[Excerpts of bounding box data]
--- begin ---

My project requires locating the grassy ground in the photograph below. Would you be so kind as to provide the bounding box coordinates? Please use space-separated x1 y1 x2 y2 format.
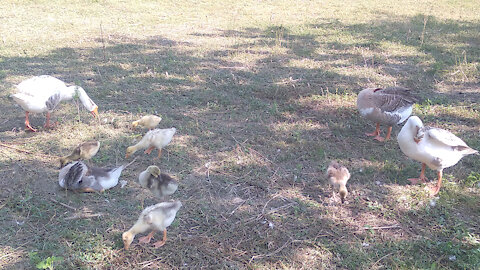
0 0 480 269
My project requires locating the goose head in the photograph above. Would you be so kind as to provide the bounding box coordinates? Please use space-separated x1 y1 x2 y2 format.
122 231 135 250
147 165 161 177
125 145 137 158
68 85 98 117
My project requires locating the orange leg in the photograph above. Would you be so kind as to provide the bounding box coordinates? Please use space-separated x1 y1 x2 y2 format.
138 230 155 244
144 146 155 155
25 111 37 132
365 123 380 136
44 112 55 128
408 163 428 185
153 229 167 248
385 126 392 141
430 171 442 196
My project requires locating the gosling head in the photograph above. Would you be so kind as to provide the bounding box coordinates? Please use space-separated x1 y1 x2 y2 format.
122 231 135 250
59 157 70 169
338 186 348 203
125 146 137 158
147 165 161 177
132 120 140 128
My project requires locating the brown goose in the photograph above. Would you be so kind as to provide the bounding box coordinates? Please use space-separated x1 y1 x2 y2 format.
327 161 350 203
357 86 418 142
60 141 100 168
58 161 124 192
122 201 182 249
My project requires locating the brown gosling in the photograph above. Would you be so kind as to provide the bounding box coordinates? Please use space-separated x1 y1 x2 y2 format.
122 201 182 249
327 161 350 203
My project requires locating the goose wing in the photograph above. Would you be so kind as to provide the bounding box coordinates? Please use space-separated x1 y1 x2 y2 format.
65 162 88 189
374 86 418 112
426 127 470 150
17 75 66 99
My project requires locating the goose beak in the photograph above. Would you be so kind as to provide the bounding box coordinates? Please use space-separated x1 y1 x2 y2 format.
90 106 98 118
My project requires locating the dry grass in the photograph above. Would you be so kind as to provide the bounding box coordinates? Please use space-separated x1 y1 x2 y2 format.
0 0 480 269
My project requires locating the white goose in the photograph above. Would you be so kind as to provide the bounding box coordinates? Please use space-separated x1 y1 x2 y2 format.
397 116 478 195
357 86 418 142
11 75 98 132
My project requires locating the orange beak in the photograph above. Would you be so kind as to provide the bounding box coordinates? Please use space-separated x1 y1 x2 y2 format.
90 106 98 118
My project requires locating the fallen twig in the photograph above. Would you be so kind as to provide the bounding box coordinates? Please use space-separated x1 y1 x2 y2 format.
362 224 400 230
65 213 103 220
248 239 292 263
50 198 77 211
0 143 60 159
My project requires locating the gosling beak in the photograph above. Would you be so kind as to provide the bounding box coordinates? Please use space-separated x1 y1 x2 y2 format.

--- end ---
--- begin ---

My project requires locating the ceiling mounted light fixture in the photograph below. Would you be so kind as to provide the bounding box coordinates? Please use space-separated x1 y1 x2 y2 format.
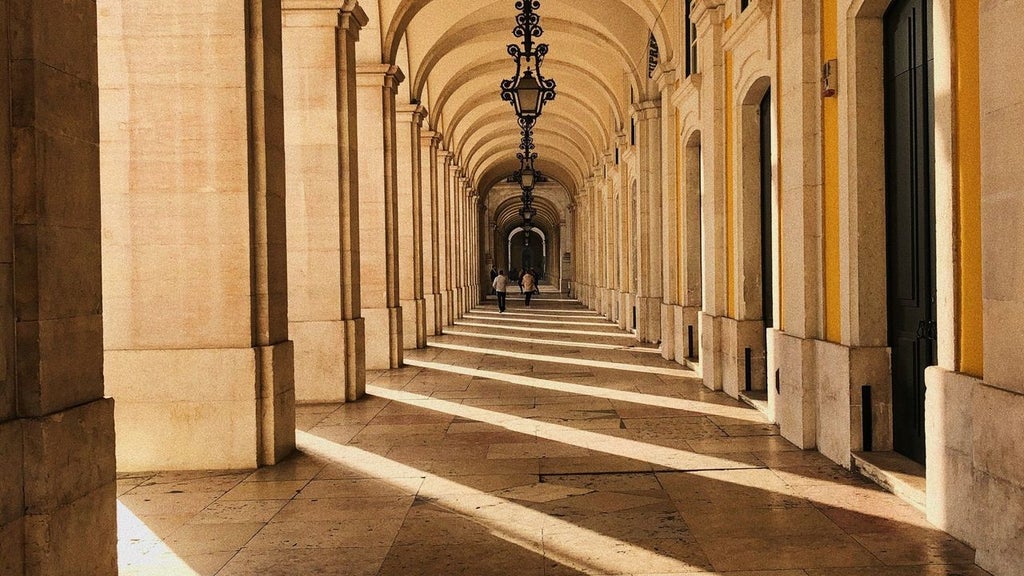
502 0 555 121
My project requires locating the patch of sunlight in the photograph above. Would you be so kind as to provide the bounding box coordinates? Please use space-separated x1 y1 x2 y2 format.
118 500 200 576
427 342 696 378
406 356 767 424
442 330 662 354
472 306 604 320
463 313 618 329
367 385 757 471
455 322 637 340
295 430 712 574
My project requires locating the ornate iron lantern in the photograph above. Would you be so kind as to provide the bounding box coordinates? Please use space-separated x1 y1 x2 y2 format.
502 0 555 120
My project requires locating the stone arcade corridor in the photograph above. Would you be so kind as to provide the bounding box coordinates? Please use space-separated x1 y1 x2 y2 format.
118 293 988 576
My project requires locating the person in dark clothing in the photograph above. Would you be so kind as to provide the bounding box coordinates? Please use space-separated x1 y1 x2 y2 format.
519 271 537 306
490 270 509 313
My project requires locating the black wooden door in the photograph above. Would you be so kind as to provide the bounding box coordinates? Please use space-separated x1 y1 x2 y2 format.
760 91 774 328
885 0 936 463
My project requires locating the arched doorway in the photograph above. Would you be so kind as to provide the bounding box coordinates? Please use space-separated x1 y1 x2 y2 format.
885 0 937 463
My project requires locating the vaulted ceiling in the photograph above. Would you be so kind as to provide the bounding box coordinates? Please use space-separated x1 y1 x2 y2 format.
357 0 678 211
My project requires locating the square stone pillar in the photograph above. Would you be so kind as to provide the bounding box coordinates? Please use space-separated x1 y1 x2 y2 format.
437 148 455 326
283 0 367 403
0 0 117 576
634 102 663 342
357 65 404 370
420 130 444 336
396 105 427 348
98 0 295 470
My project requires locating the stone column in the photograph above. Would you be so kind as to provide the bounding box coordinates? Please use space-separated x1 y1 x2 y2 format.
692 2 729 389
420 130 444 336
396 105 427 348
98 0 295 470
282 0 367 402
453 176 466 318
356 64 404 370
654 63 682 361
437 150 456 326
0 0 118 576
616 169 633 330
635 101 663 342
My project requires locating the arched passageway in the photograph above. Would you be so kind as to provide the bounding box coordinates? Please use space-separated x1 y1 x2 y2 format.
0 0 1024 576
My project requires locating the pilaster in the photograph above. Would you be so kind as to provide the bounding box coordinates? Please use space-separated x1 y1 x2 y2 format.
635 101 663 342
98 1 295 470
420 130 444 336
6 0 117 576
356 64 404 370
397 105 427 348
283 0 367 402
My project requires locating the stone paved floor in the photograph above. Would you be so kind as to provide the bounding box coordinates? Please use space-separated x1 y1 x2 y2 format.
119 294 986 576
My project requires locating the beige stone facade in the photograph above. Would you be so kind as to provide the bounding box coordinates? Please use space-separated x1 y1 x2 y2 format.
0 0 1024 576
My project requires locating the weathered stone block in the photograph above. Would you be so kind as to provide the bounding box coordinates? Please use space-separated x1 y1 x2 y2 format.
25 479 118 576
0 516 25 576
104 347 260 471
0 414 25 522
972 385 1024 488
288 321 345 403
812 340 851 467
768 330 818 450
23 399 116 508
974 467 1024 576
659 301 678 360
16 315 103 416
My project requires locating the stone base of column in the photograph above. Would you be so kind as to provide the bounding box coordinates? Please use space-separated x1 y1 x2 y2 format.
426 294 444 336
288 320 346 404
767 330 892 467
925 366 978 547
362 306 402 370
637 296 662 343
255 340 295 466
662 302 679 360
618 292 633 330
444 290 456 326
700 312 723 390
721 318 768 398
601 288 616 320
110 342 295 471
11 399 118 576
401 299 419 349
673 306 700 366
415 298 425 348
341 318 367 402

--- end ---
--- begin ---

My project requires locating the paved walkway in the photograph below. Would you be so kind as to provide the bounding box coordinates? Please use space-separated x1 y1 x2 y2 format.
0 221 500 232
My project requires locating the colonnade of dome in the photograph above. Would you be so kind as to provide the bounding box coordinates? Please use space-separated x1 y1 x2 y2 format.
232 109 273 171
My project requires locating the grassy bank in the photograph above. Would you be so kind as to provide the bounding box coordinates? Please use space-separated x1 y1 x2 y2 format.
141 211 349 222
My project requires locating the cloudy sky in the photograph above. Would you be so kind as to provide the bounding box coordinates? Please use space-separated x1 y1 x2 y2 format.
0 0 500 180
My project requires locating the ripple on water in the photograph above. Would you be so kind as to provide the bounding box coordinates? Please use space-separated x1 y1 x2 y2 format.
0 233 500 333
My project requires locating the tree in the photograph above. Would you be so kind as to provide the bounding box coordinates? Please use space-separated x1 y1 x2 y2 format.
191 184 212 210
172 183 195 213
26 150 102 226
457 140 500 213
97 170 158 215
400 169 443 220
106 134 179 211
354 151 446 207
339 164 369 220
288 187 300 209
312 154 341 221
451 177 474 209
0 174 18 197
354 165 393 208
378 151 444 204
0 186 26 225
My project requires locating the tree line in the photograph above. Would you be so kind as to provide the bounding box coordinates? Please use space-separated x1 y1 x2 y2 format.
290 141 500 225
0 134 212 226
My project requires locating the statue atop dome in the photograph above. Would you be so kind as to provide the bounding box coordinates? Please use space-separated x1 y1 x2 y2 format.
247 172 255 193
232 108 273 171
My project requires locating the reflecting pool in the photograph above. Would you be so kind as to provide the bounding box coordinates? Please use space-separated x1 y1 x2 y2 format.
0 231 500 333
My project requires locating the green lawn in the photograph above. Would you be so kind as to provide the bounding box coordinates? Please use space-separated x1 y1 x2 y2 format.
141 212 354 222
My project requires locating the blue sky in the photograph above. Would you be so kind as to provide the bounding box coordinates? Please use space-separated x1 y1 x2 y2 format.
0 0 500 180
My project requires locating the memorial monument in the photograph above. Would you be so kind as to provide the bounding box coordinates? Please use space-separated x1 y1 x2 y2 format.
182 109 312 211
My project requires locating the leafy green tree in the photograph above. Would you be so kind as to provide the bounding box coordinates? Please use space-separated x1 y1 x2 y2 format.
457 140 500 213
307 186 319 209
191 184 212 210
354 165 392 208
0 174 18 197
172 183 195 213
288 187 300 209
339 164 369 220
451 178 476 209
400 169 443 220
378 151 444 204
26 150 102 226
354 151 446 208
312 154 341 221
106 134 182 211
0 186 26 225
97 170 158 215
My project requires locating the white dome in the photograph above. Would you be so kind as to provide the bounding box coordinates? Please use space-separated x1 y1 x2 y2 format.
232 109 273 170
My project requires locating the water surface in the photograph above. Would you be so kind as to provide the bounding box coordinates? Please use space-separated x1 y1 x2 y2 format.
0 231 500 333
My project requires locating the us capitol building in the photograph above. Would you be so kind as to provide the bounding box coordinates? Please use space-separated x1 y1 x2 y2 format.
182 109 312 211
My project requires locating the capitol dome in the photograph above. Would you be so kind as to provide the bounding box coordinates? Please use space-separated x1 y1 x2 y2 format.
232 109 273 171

--- end ---

■ Written instruction
Express the stretch of the records from the line containing "My project requires locating the grassy ground" through the line containing "430 171 442 196" as a JSON list of strings, one per line, skipping blank lines. Leave the pictures out of your answer.

■ Exercise response
[
  "My project requires locating the grassy ground in the photograph below. Would you be so kind as to provide the bounding box coordinates? Please use space-separated x1 y1 x2 y2 format.",
  "0 0 480 269",
  "My project requires locating the goose head in the photograph above. Would you be so kind as to provide the bounding box coordinates? Please use space-separated x1 y1 x2 y2 format.",
  "122 231 135 250",
  "147 165 161 177",
  "125 145 137 158",
  "68 85 98 117",
  "My project requires locating the orange leg in the photograph above. Would you be so kind as to provide the bounding box coordinates? Please use space-separated x1 y1 x2 y2 format.",
  "138 230 155 244",
  "144 146 155 155",
  "25 111 37 132",
  "365 123 380 136",
  "44 112 55 128",
  "408 163 428 185",
  "153 229 167 248",
  "385 126 392 141",
  "430 171 442 196"
]